### [The task]
Give again, unchanged, the line that contains "Indicate one point per instance of the blossom" together with every line that follows it until the entries end.

### [Source material]
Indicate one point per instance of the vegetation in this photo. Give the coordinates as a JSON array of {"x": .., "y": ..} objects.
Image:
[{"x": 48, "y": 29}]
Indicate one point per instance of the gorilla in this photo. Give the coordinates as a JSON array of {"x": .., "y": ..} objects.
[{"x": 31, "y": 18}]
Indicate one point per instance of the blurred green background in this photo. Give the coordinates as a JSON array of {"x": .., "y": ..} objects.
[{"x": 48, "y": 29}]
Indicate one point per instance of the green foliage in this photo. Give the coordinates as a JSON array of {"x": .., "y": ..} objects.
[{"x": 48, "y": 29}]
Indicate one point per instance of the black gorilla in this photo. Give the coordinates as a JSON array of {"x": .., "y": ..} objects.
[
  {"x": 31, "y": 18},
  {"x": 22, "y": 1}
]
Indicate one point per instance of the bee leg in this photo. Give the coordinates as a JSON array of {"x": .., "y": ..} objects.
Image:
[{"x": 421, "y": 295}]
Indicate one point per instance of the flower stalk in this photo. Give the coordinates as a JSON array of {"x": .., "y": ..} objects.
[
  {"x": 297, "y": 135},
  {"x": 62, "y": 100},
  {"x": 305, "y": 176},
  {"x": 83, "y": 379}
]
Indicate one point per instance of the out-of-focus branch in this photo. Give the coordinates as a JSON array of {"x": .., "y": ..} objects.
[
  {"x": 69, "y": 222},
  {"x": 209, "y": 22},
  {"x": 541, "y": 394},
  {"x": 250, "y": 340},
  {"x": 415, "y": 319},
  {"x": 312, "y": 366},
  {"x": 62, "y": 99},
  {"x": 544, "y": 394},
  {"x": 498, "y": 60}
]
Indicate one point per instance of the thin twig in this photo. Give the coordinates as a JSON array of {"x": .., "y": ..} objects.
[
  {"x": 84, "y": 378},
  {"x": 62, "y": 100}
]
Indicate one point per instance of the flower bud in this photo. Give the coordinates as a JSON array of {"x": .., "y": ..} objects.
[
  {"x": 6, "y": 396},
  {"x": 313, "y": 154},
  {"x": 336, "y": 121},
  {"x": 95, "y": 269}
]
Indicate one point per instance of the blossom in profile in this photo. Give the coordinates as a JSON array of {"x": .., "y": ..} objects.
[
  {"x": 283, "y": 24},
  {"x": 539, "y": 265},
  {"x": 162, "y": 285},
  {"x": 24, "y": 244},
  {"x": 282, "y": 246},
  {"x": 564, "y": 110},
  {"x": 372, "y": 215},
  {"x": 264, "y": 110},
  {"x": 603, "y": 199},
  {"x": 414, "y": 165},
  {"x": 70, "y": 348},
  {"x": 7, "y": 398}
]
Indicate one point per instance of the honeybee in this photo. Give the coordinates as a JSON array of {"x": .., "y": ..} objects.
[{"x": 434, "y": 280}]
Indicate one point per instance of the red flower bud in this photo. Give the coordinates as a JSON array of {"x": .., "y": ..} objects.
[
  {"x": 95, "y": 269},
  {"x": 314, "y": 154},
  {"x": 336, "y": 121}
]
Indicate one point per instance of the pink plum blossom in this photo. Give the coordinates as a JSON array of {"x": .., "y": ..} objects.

### [Exercise response]
Indicate one point per instance of the blossom in profile in this photo. Give the coordinates as a JSON array of {"x": .., "y": ..} objects.
[
  {"x": 283, "y": 24},
  {"x": 539, "y": 265},
  {"x": 162, "y": 285},
  {"x": 24, "y": 244},
  {"x": 282, "y": 246},
  {"x": 564, "y": 110},
  {"x": 372, "y": 215},
  {"x": 264, "y": 110},
  {"x": 603, "y": 199},
  {"x": 414, "y": 165},
  {"x": 70, "y": 348},
  {"x": 7, "y": 398}
]
Indicate one point per instance of the honeybee in this photo. Give the coordinates as a JSON array of {"x": .., "y": ..} objects.
[{"x": 434, "y": 280}]
Indicate one point per instance of the red flower bud in this photo. Give the coordinates as a JSON array of {"x": .., "y": ..} objects.
[
  {"x": 95, "y": 269},
  {"x": 314, "y": 154},
  {"x": 336, "y": 121}
]
Indicate one point per instance of the pink plum blossom in this photo. Give the coordinates as a JSON array of {"x": .., "y": ..} objects.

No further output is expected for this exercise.